2012-09-07 Thread Stephen P. King

On 9/7/2012 3:09 AM, Bruno Marchal wrote:


On 06 Sep 2012, at 21:25, Craig Weinberg wrote:




On Thursday, September 6, 2012 2:02:02 PM UTC-4, Bruno Marchal wrote:


On 05 Sep 2012, at 17:27, Craig Weinberg wrote:




On Wednesday, September 5, 2012 10:50:02 AM UTC-4, Bruno Marchal
wrote:


On 05 Sep 2012, at 03:48, Craig Weinberg wrote:


Taking another look at Sane2004. This isn't so much as a
challenge to Bruno, just sharing my notes of why I
disagree. Not sure how far I will get this time, but here
are my objections to the first step and the stipulated
assumptions of comp. I understand that the point is to
accept the given definition of comp, and in that respect, I
have no reason to doubt that Bruno has accomplished what he
sets out to as far as making a good theory within comp, and
if he has not, I wouldn't be qualified to comment on it
anyhow. From my perspective however, this is all beside the
point, since the only point that matters is the actual
truth of what consciousness actually is, and what is it's
actual relation to physics and information. Given the
fragile and precious nature of our own survival, I think
that implications for teleportation and AI
simulation/personhood which are derived from pure theory
rather than thorough consideration of realism would be
reckless to say the least.

*Step one* talks about teleportation in terms of being
reconstructed with ambient organic materials. If comp were
true though, no organic materials or reconstructions would
be necessary. The scanning into a universal machine would
be sufficient.


That is step 6.


I haven't even gotten to step 2 yet. I'm reading "In the figure
the teleported individual is represented by a black box. Its
annihilation is
represented by a white box appearing at the left of the arrow"
from 1.




Taking this to the China Brain level, the universal machine
could be a trillion people with notebooks, pencils, paper,
and erasers, talking to each other over cell phones. This
activity would have to collectively result in the
teleported person now being conjured as if by incantation
as a consequence of...what? The writing and erasing on
paper? The calling and speaking on cell phones? Where does
the experience of the now disembodied person come in?


As you illustrate here, plausibly not on the physical means
used by the brain. Step 8 shows that indeed the physical has
nothing to do with consciousness, except as a content of
consciousness. Keeping comp here, we associate consciousness
with the logical abstract computations.



So the person's consciousness arises spontaneously through the
overall effort-ness behind the writing, erasing, and calling, or
does it gradually constellate from lesser fragments of
disconnected effort-ness?


Consciousness does not arise. It is not in space, nor in time.
Its local content, obtained by differentiation, internally can
refer to time and space, but that's particular content of an
atemporal consciousness. I would say (no need of this in UDA).


If you exclude space and time, what kind of locality do you refer to?


The computational locality used in the local universal system.


Dear Bruno,

Could you elaborate a bit more on this remark? How do you define a 
" local universal system"? What is "local" for you?






In my example, a quintillion people call each other on the phone and 
write down numbers that they get from each other and perform 
arithmetic functions on them (which in turn may inform them on how to 
process subsequent arithmetic instructions, etc). Ok. So where does 
the interpretation of these trillion events per second come in? What 
knows what all of the computations add up to be? At what point does 
the 'local content' begin to itch and turn blue? Even if it could, 
why should it do such a thing?

● **MATERIAL SUPPLIED**:
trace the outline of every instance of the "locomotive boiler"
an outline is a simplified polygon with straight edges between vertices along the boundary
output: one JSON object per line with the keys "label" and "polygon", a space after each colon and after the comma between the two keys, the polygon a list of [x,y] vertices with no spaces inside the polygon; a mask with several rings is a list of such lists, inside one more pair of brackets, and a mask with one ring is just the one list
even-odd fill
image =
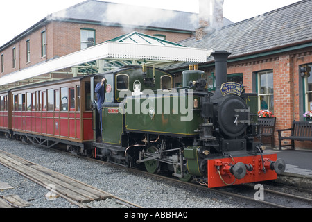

● **WORK TO COMPLETE**:
1. Return the stretch of the discussion thread from "Its local content, obtained" through "this in UDA).", copied word for word.
2. For each statement, say yes or no according to the discussion thread and quote the words that decide it: (a) One participant says they have not yet reached step 2. (b) The discussion thread claims that consciousness exists in space and in time. (c) Step one describes teleportation as reconstruction with ambient organic materials.

● **EXERCISE SOLUTIONS**:
1.
Its local content, obtained by differentiation, internally can
refer to time and space, but that's particular content of an
atemporal consciousness. I would say (no need of this in UDA).

2.
(a) Yes: "I haven't even gotten to step 2 yet."
(b) No: "It is not in space, nor in time."
(c) Yes: "reconstructed with ambient organic materials"